● **DATA RECORDS**:

-- Opening Marker --

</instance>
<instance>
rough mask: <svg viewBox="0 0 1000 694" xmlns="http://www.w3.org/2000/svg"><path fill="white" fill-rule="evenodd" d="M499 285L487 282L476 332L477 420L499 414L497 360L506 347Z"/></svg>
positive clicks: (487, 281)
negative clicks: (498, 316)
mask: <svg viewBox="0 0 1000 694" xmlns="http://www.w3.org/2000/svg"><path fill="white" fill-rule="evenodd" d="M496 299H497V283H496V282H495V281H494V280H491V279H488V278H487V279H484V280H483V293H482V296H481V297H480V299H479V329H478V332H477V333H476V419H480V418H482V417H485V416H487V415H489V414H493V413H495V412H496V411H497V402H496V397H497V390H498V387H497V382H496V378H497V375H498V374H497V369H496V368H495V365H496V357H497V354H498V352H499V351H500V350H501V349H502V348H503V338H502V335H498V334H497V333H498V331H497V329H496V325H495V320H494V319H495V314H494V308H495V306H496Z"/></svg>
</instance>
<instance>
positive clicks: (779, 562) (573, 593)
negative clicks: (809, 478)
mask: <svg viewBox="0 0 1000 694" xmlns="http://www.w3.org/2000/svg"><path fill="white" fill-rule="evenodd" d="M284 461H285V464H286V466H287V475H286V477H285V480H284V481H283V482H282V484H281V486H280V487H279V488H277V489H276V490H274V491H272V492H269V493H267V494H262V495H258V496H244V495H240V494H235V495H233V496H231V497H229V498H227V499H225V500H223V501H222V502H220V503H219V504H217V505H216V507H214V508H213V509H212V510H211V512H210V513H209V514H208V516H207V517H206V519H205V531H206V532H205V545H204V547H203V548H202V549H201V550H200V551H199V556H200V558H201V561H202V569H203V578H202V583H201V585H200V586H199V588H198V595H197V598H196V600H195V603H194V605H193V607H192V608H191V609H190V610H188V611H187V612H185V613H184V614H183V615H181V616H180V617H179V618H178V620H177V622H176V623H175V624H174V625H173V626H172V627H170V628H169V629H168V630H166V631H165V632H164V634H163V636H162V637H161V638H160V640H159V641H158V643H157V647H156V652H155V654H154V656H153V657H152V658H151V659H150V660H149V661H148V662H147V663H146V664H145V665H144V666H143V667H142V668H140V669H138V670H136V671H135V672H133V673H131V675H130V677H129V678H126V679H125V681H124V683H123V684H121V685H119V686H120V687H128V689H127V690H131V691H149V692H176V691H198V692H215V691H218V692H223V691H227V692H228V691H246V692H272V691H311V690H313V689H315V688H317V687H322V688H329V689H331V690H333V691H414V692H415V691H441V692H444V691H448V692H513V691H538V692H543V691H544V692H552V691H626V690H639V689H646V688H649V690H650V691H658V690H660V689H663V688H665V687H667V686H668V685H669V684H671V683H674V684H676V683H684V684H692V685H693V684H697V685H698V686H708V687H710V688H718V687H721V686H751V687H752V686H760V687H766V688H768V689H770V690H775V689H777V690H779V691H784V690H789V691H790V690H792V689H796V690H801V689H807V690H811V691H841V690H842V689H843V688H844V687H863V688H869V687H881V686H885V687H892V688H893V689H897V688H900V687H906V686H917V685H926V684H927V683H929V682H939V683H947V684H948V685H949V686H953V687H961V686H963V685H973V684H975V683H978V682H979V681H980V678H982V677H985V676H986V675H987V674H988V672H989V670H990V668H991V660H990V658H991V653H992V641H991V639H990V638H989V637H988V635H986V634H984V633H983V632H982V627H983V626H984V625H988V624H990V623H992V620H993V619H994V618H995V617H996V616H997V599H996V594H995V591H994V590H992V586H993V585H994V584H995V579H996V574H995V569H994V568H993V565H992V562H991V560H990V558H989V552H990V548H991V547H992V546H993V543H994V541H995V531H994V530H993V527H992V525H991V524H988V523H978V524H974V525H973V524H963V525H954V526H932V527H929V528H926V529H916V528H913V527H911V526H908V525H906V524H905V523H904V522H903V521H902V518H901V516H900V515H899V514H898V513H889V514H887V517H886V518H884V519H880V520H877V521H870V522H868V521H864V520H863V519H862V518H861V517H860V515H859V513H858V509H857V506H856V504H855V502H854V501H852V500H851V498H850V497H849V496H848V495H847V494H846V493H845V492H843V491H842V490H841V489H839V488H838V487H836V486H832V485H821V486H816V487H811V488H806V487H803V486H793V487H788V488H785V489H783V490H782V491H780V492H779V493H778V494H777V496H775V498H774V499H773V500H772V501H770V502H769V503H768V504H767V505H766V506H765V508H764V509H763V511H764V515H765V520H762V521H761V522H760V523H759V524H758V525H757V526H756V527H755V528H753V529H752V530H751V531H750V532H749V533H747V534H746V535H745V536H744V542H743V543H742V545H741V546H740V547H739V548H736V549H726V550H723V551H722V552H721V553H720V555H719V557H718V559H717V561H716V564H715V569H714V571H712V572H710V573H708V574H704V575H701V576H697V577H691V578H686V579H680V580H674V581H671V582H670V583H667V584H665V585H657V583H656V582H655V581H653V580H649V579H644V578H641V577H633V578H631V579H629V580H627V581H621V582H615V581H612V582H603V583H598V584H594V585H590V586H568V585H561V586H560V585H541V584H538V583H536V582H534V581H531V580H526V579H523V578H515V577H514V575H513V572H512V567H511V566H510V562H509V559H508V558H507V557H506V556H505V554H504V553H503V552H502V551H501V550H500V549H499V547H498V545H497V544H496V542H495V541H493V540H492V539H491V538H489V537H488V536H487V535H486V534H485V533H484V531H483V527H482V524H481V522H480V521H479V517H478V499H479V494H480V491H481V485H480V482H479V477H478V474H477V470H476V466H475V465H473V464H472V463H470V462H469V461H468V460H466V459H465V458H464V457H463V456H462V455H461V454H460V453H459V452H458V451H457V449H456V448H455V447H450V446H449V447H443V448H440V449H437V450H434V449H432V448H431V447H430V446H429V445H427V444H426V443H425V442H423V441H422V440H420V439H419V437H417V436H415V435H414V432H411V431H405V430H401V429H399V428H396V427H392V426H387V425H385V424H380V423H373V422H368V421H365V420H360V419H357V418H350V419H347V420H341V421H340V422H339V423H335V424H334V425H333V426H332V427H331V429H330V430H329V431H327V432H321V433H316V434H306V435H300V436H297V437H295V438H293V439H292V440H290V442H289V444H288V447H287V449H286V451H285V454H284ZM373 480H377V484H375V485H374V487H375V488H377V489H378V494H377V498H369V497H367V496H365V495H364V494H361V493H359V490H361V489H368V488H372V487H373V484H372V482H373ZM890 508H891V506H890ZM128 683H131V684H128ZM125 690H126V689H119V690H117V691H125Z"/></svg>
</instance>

-- Closing Marker --

● **EXERCISE**: Print the complete listing again, exactly as it stands.

● **SOLUTION TO THIS EXERCISE**:
</instance>
<instance>
rough mask: <svg viewBox="0 0 1000 694" xmlns="http://www.w3.org/2000/svg"><path fill="white" fill-rule="evenodd" d="M499 285L487 282L476 332L477 420L499 414L497 360L506 347Z"/></svg>
positive clicks: (487, 281)
negative clicks: (498, 316)
mask: <svg viewBox="0 0 1000 694" xmlns="http://www.w3.org/2000/svg"><path fill="white" fill-rule="evenodd" d="M496 299H497V283H496V282H495V281H494V280H491V279H488V278H487V279H484V280H483V293H482V296H481V297H480V299H479V329H478V332H477V333H476V419H480V418H482V417H485V416H487V415H489V414H493V413H495V412H496V411H497V402H496V397H497V390H498V387H497V382H496V378H497V375H498V374H497V369H496V368H495V365H496V357H497V354H498V352H499V351H500V350H501V349H502V348H503V338H502V335H498V334H497V333H498V331H497V329H496V325H495V320H494V319H495V314H494V308H495V306H496Z"/></svg>
</instance>
<instance>
positive clicks: (779, 562) (573, 593)
negative clicks: (809, 478)
mask: <svg viewBox="0 0 1000 694" xmlns="http://www.w3.org/2000/svg"><path fill="white" fill-rule="evenodd" d="M284 461H285V464H286V466H287V475H286V477H285V480H284V481H283V482H282V484H281V486H280V487H279V488H277V489H276V490H274V491H272V492H269V493H267V494H262V495H258V496H244V495H240V494H235V495H233V496H231V497H229V498H227V499H225V500H223V501H222V502H220V503H219V504H217V505H216V507H214V508H213V509H212V510H211V512H210V513H209V514H208V516H207V517H206V519H205V531H206V532H205V545H204V547H203V548H202V549H201V550H200V551H199V556H200V558H201V561H202V569H203V578H202V583H201V585H200V586H199V588H198V595H197V598H196V600H195V603H194V605H193V607H192V608H191V609H190V610H188V611H187V612H185V613H184V614H183V615H181V616H180V617H179V618H178V620H177V622H176V623H175V624H174V625H173V626H172V627H170V628H169V629H168V630H166V631H165V632H164V634H163V636H162V637H161V638H160V640H159V641H158V643H157V647H156V652H155V654H154V656H153V657H152V658H151V659H150V660H149V661H148V662H147V663H146V664H145V665H144V666H143V667H142V668H140V669H138V670H136V671H135V672H133V673H131V675H130V677H129V678H126V679H125V681H124V683H123V684H121V685H119V686H120V687H128V689H127V690H131V691H149V692H176V691H198V692H215V691H218V692H223V691H227V692H228V691H246V692H272V691H311V690H313V689H315V688H317V687H322V688H329V689H331V690H333V691H414V692H415V691H441V692H444V691H448V692H513V691H538V692H543V691H544V692H552V691H626V690H639V689H646V688H649V690H650V691H658V690H660V689H663V688H665V687H667V686H668V685H669V684H671V683H674V684H676V683H684V684H692V685H693V684H697V685H698V686H708V687H710V688H718V687H721V686H751V687H752V686H760V687H766V688H768V689H770V690H775V689H777V690H779V691H784V690H789V691H790V690H792V689H796V690H801V689H807V690H811V691H841V690H842V689H843V688H844V687H863V688H869V687H881V686H885V687H892V688H893V689H897V688H900V687H906V686H917V685H926V684H927V683H929V682H939V683H947V684H948V685H949V686H953V687H961V686H963V685H973V684H975V683H978V682H979V681H980V678H982V677H985V676H986V675H987V674H988V672H989V670H990V668H991V660H990V658H991V653H992V641H991V639H990V638H989V637H988V635H986V634H984V633H983V632H982V627H983V626H984V625H988V624H990V623H992V620H993V619H994V618H995V617H996V616H997V599H996V594H995V591H994V590H992V586H993V585H994V584H995V579H996V574H995V569H994V568H993V565H992V562H991V560H990V558H989V552H990V548H991V547H992V546H993V543H994V541H995V531H994V530H993V527H992V525H991V524H988V523H978V524H974V525H973V524H963V525H954V526H932V527H929V528H926V529H916V528H913V527H911V526H908V525H906V524H905V523H904V522H903V521H902V518H901V516H900V515H899V514H898V513H889V514H887V517H886V518H884V519H880V520H877V521H870V522H868V521H864V520H863V519H862V518H861V517H860V515H859V513H858V509H857V506H856V504H855V502H854V501H852V500H851V498H850V497H849V496H848V495H847V494H846V493H845V492H843V491H842V490H841V489H839V488H838V487H836V486H832V485H821V486H816V487H811V488H806V487H803V486H793V487H788V488H785V489H783V490H782V491H780V492H779V493H778V494H777V496H775V498H774V499H773V500H772V501H770V502H769V503H768V504H767V505H766V506H765V508H764V509H763V511H764V515H765V520H762V521H761V522H760V523H759V524H758V525H757V526H756V527H755V528H753V529H752V530H751V531H750V532H749V533H747V534H746V535H745V536H744V542H743V543H742V545H741V546H740V547H739V548H736V549H726V550H723V551H722V552H721V553H720V555H719V557H718V559H717V561H716V564H715V569H714V571H712V572H710V573H708V574H704V575H701V576H697V577H691V578H686V579H680V580H674V581H671V582H670V583H667V584H665V585H657V583H656V582H655V581H653V580H649V579H644V578H641V577H633V578H631V579H629V580H627V581H621V582H615V581H612V582H603V583H598V584H594V585H590V586H568V585H561V586H560V585H541V584H538V583H536V582H534V581H531V580H526V579H523V578H515V577H514V575H513V572H512V567H511V566H510V562H509V559H508V558H507V557H506V556H505V554H504V553H503V552H502V551H501V550H500V549H499V547H498V545H497V544H496V542H495V541H493V540H492V539H491V538H489V537H488V536H487V535H486V534H485V533H484V531H483V527H482V524H481V522H480V521H479V517H478V499H479V494H480V491H481V485H480V482H479V477H478V474H477V470H476V466H475V465H473V464H472V463H470V462H469V461H468V460H466V459H465V458H464V457H463V456H462V455H461V454H460V453H459V452H458V451H457V449H456V448H455V447H450V446H449V447H443V448H440V449H437V450H434V449H432V448H431V447H430V446H429V445H427V444H426V443H425V442H423V441H422V440H420V439H419V437H417V436H415V435H414V432H411V431H405V430H401V429H399V428H396V427H392V426H387V425H385V424H380V423H373V422H368V421H365V420H360V419H357V418H350V419H347V420H341V421H340V422H339V423H335V424H334V425H333V426H332V427H331V429H330V430H329V431H327V432H321V433H316V434H306V435H300V436H297V437H295V438H293V439H292V440H290V442H289V444H288V447H287V449H286V451H285V454H284ZM373 480H377V484H375V485H374V487H375V488H377V489H378V494H377V498H369V497H367V496H365V495H364V494H361V493H359V490H361V489H368V488H372V487H373V484H372V482H373ZM890 508H891V506H890ZM128 683H131V684H128ZM125 690H126V689H119V690H117V691H125Z"/></svg>
</instance>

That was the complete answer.